[PROBLEM TO SOLVE]:
Duplicate the lines between the line containing "Return the mask of every instance of the **distant" and the line containing "POLYGON ((437 588, 430", inclusive.

++++ RECORDS

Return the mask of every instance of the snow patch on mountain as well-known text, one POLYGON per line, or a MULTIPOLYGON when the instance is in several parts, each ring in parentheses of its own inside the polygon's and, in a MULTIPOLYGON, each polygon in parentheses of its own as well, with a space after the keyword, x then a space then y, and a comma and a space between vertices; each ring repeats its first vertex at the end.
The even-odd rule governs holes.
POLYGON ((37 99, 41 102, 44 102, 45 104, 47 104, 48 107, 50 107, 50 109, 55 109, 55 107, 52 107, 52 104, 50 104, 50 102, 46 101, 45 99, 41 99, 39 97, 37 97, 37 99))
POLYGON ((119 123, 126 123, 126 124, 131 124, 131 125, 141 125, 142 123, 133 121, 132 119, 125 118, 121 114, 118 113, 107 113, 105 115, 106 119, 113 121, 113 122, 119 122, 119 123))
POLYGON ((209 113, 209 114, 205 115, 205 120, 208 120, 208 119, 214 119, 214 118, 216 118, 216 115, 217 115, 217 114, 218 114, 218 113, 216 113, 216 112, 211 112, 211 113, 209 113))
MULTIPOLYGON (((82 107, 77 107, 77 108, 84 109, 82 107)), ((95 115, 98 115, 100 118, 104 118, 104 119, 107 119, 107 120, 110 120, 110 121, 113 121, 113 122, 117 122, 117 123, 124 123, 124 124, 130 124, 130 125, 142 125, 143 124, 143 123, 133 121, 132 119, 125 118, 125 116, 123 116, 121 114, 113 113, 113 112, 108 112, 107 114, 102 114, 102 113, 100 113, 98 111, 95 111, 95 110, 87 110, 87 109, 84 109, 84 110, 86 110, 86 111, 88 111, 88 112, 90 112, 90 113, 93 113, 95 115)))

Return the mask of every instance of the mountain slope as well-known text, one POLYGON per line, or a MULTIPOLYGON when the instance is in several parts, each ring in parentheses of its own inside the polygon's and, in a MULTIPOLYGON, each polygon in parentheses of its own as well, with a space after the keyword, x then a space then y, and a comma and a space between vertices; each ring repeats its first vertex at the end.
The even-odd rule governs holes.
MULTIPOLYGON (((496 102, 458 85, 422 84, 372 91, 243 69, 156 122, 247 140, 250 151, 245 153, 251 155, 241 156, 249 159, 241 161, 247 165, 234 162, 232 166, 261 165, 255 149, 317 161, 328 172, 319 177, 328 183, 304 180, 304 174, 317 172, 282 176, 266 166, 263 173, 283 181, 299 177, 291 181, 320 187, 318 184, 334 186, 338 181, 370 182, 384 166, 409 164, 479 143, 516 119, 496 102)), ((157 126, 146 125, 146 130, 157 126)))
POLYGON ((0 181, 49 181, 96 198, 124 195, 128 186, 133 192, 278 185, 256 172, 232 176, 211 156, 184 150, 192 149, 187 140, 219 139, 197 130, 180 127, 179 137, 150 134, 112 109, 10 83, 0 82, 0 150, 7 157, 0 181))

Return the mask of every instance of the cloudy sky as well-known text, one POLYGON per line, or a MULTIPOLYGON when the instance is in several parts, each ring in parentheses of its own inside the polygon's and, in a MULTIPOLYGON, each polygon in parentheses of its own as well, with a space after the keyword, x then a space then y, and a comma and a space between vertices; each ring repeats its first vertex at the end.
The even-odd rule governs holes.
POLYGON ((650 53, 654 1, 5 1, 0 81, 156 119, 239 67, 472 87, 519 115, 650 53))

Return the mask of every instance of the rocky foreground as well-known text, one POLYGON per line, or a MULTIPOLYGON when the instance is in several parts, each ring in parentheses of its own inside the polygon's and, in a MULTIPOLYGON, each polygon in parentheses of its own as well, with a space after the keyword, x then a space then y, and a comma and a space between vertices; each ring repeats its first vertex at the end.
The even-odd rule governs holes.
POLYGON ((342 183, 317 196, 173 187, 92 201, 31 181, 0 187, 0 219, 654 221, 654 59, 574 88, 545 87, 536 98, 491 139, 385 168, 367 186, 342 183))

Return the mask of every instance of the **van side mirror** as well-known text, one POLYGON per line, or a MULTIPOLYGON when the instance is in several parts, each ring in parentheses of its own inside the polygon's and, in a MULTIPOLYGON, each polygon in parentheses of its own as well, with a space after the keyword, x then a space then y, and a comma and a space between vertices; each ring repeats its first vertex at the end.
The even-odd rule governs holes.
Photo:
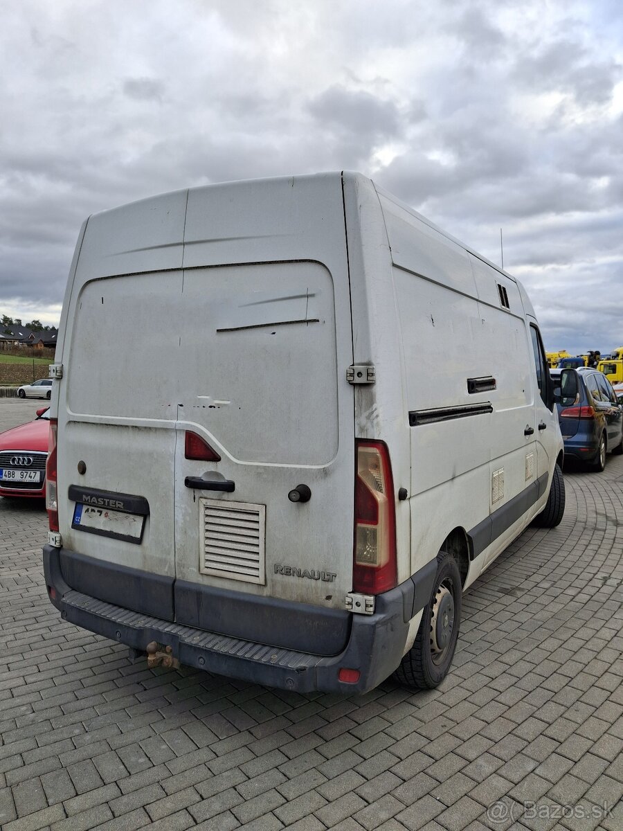
POLYGON ((554 401, 561 406, 569 407, 575 404, 579 391, 577 375, 574 369, 563 369, 560 374, 560 386, 554 387, 554 401))

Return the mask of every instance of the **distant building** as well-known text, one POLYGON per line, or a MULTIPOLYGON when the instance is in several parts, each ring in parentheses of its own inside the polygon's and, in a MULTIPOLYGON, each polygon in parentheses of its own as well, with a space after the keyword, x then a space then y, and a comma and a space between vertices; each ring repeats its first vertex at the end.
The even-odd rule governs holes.
POLYGON ((4 332, 0 332, 0 348, 15 349, 26 348, 41 351, 43 348, 55 349, 58 329, 42 329, 33 332, 24 326, 8 326, 4 332))

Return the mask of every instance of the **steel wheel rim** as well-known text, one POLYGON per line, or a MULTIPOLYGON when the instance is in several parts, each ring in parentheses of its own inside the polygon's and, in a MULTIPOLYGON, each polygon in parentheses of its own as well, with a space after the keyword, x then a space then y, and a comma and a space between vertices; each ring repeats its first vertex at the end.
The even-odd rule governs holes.
POLYGON ((437 588, 430 616, 430 656, 433 663, 443 663, 453 640, 454 630, 454 597, 453 582, 444 580, 437 588))

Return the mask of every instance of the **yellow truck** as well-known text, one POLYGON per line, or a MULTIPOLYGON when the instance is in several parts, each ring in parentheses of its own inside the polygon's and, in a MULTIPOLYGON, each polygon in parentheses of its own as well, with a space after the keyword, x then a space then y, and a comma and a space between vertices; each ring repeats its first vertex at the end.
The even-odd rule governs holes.
MULTIPOLYGON (((621 352, 621 350, 616 350, 621 352)), ((614 353, 613 353, 614 354, 614 353)), ((623 359, 609 358, 607 361, 600 361, 597 369, 603 372, 611 384, 619 384, 623 381, 623 359)))
POLYGON ((558 366, 558 361, 561 358, 570 358, 571 355, 566 349, 561 349, 559 352, 546 352, 545 357, 549 365, 549 368, 554 369, 554 367, 558 366))

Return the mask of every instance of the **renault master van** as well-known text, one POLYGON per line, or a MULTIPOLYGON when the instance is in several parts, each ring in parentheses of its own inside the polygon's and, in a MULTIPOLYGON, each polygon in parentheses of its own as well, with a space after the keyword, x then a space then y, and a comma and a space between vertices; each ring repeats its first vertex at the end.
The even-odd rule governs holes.
POLYGON ((462 592, 562 517, 526 293, 359 175, 91 216, 55 361, 49 597, 150 666, 434 687, 462 592))

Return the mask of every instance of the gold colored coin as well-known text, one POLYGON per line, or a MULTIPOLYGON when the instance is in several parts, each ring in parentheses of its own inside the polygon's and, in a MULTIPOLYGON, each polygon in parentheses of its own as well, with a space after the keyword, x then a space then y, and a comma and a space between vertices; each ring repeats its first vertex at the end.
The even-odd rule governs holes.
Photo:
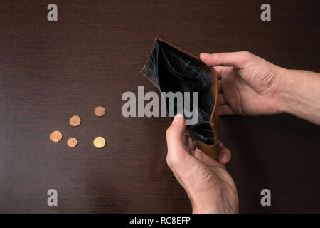
POLYGON ((97 137, 93 140, 93 145, 98 149, 102 148, 105 145, 105 140, 101 136, 97 137))
POLYGON ((74 147, 77 145, 78 141, 75 138, 70 138, 68 140, 67 144, 70 147, 74 147))
POLYGON ((58 142, 60 140, 61 140, 61 139, 62 139, 62 134, 61 134, 61 133, 60 131, 55 130, 50 135, 50 139, 53 142, 58 142))
POLYGON ((102 117, 105 114, 105 109, 102 106, 98 106, 95 108, 95 115, 98 117, 102 117))
POLYGON ((72 118, 69 120, 70 125, 73 127, 77 127, 80 125, 81 123, 81 119, 78 115, 73 115, 72 118))

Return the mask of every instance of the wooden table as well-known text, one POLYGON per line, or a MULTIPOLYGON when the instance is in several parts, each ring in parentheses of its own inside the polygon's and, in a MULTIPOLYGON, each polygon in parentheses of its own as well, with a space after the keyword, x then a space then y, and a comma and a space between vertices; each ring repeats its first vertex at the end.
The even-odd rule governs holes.
MULTIPOLYGON (((125 91, 156 91, 139 73, 154 37, 198 55, 250 51, 319 71, 319 4, 262 1, 1 1, 0 212, 184 213, 191 204, 166 163, 164 118, 122 115, 125 91), (93 109, 107 114, 95 117, 93 109), (78 128, 68 124, 78 115, 78 128), (50 141, 52 131, 63 134, 50 141), (107 146, 92 140, 103 136, 107 146), (67 146, 70 137, 78 145, 67 146), (58 206, 47 205, 47 191, 58 206)), ((221 118, 240 212, 320 212, 320 128, 289 115, 221 118), (272 206, 260 205, 268 188, 272 206)))

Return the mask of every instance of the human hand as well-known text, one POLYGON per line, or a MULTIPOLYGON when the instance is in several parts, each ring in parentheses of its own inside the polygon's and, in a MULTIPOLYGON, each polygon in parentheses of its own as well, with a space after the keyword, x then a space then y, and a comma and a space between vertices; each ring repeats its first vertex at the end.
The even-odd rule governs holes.
POLYGON ((285 70, 247 51, 201 53, 218 72, 220 115, 264 115, 284 112, 280 76, 285 70))
POLYGON ((166 131, 166 140, 168 165, 187 192, 193 213, 238 213, 237 188, 224 165, 230 150, 220 143, 217 161, 195 148, 179 114, 166 131))

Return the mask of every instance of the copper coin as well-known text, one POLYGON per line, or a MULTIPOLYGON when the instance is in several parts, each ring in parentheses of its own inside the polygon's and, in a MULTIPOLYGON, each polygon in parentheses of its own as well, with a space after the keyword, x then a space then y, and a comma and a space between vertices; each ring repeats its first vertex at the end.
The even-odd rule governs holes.
POLYGON ((81 123, 81 119, 78 115, 73 115, 72 118, 70 118, 69 123, 71 126, 77 127, 80 125, 81 123))
POLYGON ((74 147, 77 145, 78 141, 75 138, 70 138, 68 140, 67 144, 70 147, 74 147))
POLYGON ((95 115, 98 117, 102 117, 105 114, 105 109, 102 106, 98 106, 95 108, 95 115))
POLYGON ((99 136, 93 140, 93 145, 98 148, 103 148, 105 145, 105 140, 103 137, 99 136))
POLYGON ((58 142, 60 140, 61 140, 61 139, 62 139, 62 134, 61 134, 61 133, 60 131, 55 130, 50 135, 50 139, 53 142, 58 142))

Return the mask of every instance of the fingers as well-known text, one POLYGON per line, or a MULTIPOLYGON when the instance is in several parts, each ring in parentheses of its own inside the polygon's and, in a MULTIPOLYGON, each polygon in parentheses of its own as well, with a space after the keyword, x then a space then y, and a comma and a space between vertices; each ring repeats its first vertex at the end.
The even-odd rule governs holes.
POLYGON ((218 160, 223 165, 229 162, 231 158, 231 152, 225 147, 222 142, 219 143, 219 157, 218 160))
POLYGON ((215 71, 217 71, 218 79, 221 78, 221 76, 223 74, 223 66, 215 66, 215 71))
POLYGON ((200 58, 210 66, 233 66, 240 68, 253 55, 248 51, 201 53, 200 58))
POLYGON ((166 161, 170 167, 178 165, 189 155, 186 146, 185 120, 181 114, 176 115, 171 125, 166 130, 166 161))
POLYGON ((223 93, 218 93, 218 105, 222 105, 227 104, 227 101, 225 100, 225 96, 223 93))
POLYGON ((195 157, 198 158, 201 162, 203 162, 206 165, 222 167, 221 164, 219 164, 219 162, 218 162, 218 161, 215 159, 210 157, 198 148, 192 151, 192 155, 195 157))
POLYGON ((235 112, 228 104, 219 105, 219 115, 235 115, 235 112))

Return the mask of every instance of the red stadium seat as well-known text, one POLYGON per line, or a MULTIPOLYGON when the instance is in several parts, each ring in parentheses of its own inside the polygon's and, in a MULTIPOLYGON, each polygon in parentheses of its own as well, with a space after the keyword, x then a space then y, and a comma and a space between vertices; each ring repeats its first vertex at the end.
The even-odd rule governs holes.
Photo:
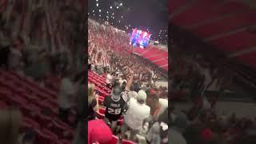
POLYGON ((98 110, 98 111, 99 111, 99 113, 101 113, 101 114, 105 114, 105 112, 106 112, 106 109, 105 108, 100 108, 99 110, 98 110))
POLYGON ((128 140, 122 140, 121 144, 135 144, 135 142, 134 142, 132 141, 128 141, 128 140))
POLYGON ((122 124, 123 124, 123 119, 118 119, 118 126, 122 126, 122 124))
POLYGON ((115 135, 112 135, 112 139, 110 142, 108 142, 108 144, 117 144, 118 143, 119 138, 115 136, 115 135))
POLYGON ((52 138, 50 135, 48 135, 47 134, 45 134, 38 129, 35 129, 35 130, 38 134, 35 139, 37 144, 50 144, 54 142, 54 138, 52 138))

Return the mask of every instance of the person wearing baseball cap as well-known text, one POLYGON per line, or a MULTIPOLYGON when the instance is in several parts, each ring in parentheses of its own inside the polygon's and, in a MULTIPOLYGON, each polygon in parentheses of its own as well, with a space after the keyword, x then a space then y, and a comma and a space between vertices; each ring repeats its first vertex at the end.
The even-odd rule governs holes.
POLYGON ((122 138, 125 138, 125 133, 130 130, 130 139, 134 140, 135 135, 142 127, 144 120, 150 116, 150 107, 146 104, 146 94, 144 90, 139 90, 137 99, 130 98, 128 102, 128 110, 124 116, 124 124, 122 127, 122 138))
POLYGON ((103 105, 106 106, 104 120, 106 124, 111 125, 112 130, 115 130, 118 120, 123 113, 126 102, 122 97, 122 89, 120 85, 116 85, 110 96, 105 98, 103 105))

++++++++

[SOLUTION TO THIS EXERCISE]:
Return the mask of every instance of the **distant building** as well-known text, one POLYGON per line, or a MULTIPOLYGON when the instance is in several parts, each ring in parentheses of its own inside the polygon's and, in a MULTIPOLYGON, each polygon in parentheses of its own as well, with a space after the keyword, x then a space then y, and a comma and a space between vertices; each ring repeats its first vertex at the end.
The even-odd rule governs holes.
POLYGON ((4 332, 0 332, 0 348, 15 349, 26 348, 41 351, 43 348, 55 349, 58 329, 42 329, 33 332, 24 326, 8 326, 4 332))

Return the mask of every instance of the **steel wheel rim** as well-known text, one POLYGON per line, or a MULTIPOLYGON when the instance is in several parts, each ring in parentheses of its own inside the polygon's and, in a MULTIPOLYGON, each polygon in parentheses of its own as well, with a space after the keyword, x then a space then y, and a comma and a space between vertices; each ring repeats its first vertex at the end.
The even-odd rule governs holes.
POLYGON ((437 588, 430 616, 430 656, 433 663, 443 663, 453 640, 454 630, 454 597, 453 582, 444 580, 437 588))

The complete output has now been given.